A scientist who developed lethal nerve agent Novichok has claimed the entire population of Salisbury would have been wiped out if 100 grams had been used – as had been claimed.
Reports surfaced overnight that 100g of the deadly substance had been used when ex-spy Sergei Skripal and his daughter Yulia were poisoned in the Wiltshire city.
Since then the the head of the Organisation for the Prohibition of Chemical Weapons (OPCW) has conceded ‘it probably should be milligrams’.
Russian scientist Leonid Rink, who helped develop the lethal poison, today said: “The whole of Salisbury would have died from this amount.
“This is an insane amount, this is a combat amount.”
The remark came after Ahmet Uzumcu, the head of the OPCW told the New York Times that Novichok could have been applied as a liquid or aerosol.
He said: "For research activities or protection you would need, for instance, five to 10 grams or so, but even in Salisbury it looks like they may have used more than that, without knowing the exact quantity, I am told it may be 50, 100 grams or so, which goes beyond research activities for protection."
The OPCW later clarified the comment with a statement on its website.
A spokesman said: "The OPCW would not be able to estimate or determine the amount of the nerve agent that was used in Salisbury on 4 March, 2018.
"The quantity should probably be characterised in milligrams.
"However, the analysis of samples collected by the OPCW Technical Assistance Visit team concluded that the chemical substance found was of high purity, persistent and resistant to weather conditions."
Mr Skripal, 66, and his 33-year-old daughter were left fighting for their lives in hospital after being found unconscious on a park bench in Salisbury on March 4.
The inquiry into the nerve agent attack has involved 250 detectives who have gone through more than 5,000 hours of CCTV and interviewed more than 500 witnesses.
Britain and other Western countries say it is “highly likely” that the Russian state used the nerve agent against Skripal, seen as a traitor by the Moscow security services.
This has been strongly denied by the Kremlin.
Karen Pierce, Britain’s envoy to the United Nations, said last month: “No terrorist group or non-state actor would be able to produce this agent in the purity described by the OPCW testing and this is something Russia has acknowledged.”
Known as A234, novichok was developed at top secret laboratories in Shikhany, a closed town in Saratov region.
The Russian ambassador to the UK Alexander Yakovenko previously suggested that Sergei and Yulia Skripal may have been injected by British authorities with nerve agent produced at Porton Down .
However the UK has previously stated its conviction that only Russia had the means and motive to target the former spy.

_WHAT TO WORK ON_
• A. According to the Novichok article, how many detectives have worked on the inquiry into the nerve agent attack?
• B. From the Novichok article, extract everything from "Britain and other" down to "in Saratov region.", copying it word for word.
The material comes from a separate source and is unrelated to the Novichok article.

_DATA FOR ANALYSIS_
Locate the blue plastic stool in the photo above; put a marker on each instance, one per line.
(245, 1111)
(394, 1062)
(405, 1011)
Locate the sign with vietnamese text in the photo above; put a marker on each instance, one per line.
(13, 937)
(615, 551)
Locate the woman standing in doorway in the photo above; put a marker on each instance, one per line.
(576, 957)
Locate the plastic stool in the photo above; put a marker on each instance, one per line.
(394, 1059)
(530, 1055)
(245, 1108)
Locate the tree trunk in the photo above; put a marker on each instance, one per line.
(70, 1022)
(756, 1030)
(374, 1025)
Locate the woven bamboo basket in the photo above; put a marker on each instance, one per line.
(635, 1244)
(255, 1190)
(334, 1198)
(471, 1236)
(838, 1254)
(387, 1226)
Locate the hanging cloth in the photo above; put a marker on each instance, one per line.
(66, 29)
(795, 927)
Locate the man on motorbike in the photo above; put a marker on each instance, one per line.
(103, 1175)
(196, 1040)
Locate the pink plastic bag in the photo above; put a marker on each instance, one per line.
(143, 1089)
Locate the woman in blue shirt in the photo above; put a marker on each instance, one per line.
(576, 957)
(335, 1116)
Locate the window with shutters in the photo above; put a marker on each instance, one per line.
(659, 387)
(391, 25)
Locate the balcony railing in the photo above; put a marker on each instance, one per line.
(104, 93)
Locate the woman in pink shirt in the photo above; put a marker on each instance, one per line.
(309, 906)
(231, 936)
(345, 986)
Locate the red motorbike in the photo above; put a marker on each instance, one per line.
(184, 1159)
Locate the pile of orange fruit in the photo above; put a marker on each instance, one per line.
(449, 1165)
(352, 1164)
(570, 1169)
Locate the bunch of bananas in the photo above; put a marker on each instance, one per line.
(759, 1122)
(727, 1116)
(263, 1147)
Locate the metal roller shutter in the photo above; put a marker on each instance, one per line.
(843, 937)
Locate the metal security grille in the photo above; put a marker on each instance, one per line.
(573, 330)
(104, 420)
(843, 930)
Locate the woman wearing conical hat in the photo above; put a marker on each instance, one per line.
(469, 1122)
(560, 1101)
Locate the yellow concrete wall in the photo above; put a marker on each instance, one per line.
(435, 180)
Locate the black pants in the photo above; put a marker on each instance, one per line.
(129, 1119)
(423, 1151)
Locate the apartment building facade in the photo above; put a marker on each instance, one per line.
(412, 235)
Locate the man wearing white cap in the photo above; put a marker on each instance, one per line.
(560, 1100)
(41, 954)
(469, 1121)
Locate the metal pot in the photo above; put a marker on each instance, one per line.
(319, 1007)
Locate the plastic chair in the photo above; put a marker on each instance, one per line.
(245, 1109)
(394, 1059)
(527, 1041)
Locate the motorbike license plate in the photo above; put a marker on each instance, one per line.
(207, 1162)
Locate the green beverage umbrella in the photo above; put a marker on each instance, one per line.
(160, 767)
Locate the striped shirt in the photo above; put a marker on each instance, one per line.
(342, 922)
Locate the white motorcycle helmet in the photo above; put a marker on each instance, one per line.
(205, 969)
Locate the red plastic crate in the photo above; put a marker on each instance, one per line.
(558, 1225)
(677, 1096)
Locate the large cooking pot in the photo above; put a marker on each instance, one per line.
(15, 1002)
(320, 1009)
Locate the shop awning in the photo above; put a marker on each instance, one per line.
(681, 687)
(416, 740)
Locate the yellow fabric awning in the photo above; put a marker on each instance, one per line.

_NUMBERED RESPONSES_
• A. 250 detectives

• B.
Britain and other Western countries say it is “highly likely” that the Russian state used the nerve agent against Skripal, seen as a traitor by the Moscow security services.
This has been strongly denied by the Kremlin.
Karen Pierce, Britain’s envoy to the United Nations, said last month: “No terrorist group or non-state actor would be able to produce this agent in the purity described by the OPCW testing and this is something Russia has acknowledged.”
Known as A234, novichok was developed at top secret laboratories in Shikhany, a closed town in Saratov region.